TASK TO CARRY OUT – Please reproduce the listing below from the line containing "[mark] man wearing" through the end of the listing, swapping "puffer jacket" for "padded jacket" and changing nothing else.

TASK INPUT –
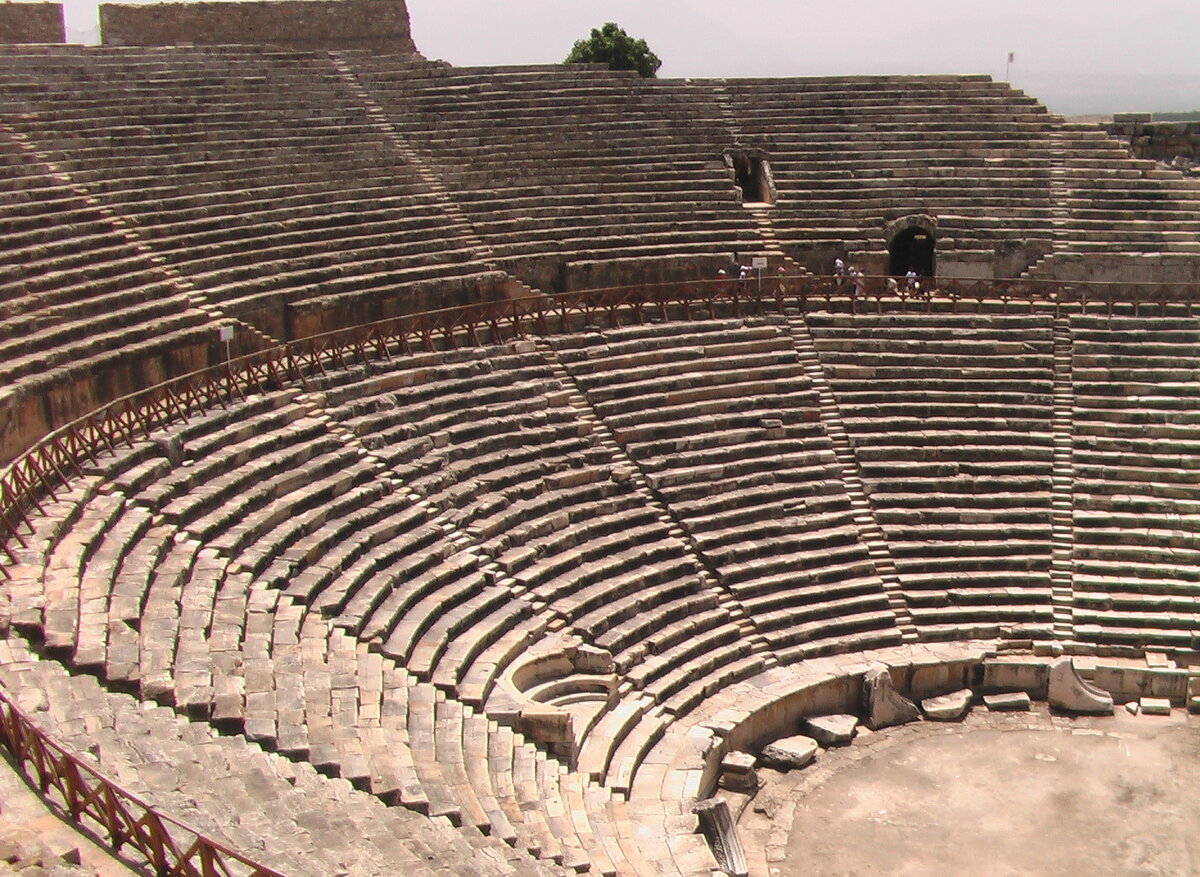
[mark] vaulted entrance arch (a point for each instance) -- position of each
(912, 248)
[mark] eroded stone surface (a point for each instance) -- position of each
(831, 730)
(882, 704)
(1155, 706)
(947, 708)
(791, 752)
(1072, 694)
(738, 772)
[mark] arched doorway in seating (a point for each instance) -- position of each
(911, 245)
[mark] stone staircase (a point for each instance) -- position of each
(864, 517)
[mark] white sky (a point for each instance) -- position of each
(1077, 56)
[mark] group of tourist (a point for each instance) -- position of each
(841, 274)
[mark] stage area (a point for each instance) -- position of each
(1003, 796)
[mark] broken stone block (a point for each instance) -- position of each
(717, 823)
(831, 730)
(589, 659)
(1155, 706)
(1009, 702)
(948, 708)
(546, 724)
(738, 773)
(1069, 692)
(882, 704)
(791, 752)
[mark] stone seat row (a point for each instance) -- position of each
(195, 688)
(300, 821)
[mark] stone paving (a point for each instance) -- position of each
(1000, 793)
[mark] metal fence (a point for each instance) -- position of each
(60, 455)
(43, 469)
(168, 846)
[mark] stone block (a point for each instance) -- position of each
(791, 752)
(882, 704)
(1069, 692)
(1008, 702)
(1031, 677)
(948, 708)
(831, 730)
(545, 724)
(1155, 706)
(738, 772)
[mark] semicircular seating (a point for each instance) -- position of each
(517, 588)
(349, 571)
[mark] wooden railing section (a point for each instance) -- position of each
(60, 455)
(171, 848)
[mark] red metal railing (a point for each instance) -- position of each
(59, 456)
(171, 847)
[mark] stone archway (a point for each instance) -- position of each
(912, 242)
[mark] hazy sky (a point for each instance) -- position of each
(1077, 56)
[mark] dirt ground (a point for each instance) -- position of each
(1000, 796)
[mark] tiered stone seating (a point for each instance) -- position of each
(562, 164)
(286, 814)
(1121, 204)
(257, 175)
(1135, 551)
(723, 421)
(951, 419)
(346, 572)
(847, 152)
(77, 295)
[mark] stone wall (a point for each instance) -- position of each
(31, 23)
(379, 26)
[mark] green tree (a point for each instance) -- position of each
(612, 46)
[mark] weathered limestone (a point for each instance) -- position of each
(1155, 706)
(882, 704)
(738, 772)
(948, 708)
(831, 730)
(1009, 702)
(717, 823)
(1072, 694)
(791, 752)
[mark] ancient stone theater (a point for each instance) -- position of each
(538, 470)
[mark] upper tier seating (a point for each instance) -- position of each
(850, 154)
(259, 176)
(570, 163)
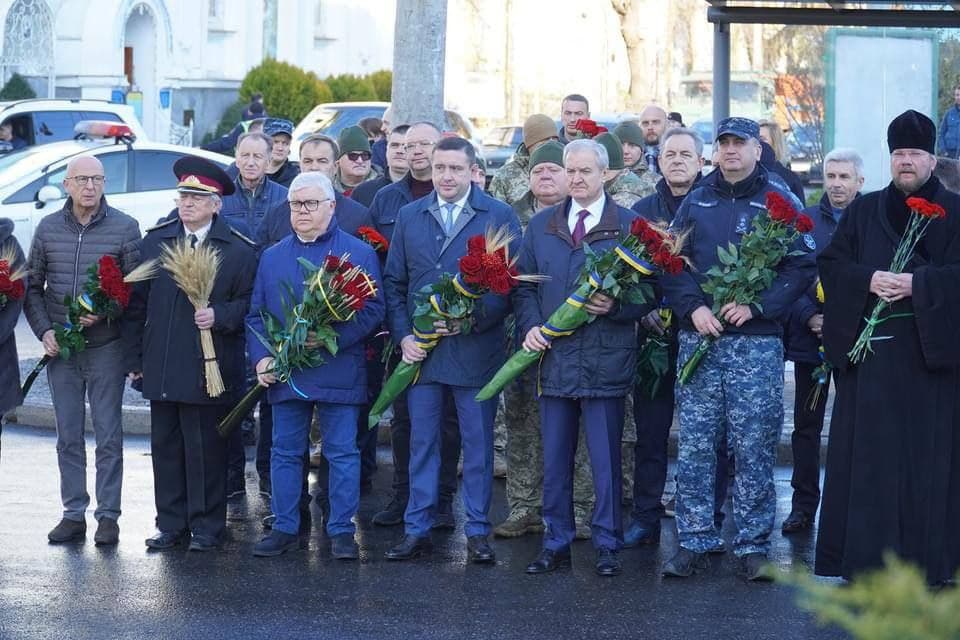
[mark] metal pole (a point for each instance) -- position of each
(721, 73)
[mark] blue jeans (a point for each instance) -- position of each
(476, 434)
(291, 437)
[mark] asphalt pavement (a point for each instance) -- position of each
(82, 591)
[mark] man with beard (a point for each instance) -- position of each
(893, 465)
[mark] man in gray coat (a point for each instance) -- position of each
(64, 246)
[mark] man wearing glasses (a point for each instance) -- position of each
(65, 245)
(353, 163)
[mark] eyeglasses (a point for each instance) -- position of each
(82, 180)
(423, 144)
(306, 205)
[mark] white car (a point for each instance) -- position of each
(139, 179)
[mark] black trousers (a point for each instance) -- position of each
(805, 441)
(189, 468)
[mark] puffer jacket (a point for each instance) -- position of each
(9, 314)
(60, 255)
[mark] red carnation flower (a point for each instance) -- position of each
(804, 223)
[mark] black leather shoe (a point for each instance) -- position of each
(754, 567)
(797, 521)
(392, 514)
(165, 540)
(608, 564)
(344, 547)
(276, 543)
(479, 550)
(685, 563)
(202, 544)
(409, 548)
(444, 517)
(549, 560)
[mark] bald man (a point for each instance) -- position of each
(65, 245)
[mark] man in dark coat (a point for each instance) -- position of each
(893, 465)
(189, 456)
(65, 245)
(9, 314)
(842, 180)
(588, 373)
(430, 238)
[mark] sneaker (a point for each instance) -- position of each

RIGHT ANSWER –
[mark] man wearing glasses (a point for each instance) -- position of each
(65, 245)
(353, 163)
[mark] eyeglasses (a point for each instance) -- position of each
(82, 180)
(423, 144)
(306, 205)
[mark] white car (a point for each instance) -- position of each
(139, 179)
[mark] black trousers (a point for each instance) -- position of each
(805, 441)
(189, 468)
[mark] padded jacket (a point for each instance) -- position of each
(9, 314)
(60, 255)
[mark] red carnation flower (a point for each instance) -- position of each
(804, 223)
[mark] black leather shoe (a point for each instance) -- position of each
(754, 567)
(797, 521)
(392, 514)
(165, 540)
(608, 564)
(344, 547)
(276, 543)
(479, 550)
(685, 563)
(202, 544)
(409, 548)
(444, 517)
(549, 560)
[mark] bald man (a point for each instance) -- position of each
(65, 245)
[mark] man in dark coat (a point for each instance) -- position of each
(893, 465)
(189, 456)
(65, 245)
(9, 314)
(842, 180)
(588, 373)
(430, 238)
[mark] sneaker (a point for each instance) -- position of each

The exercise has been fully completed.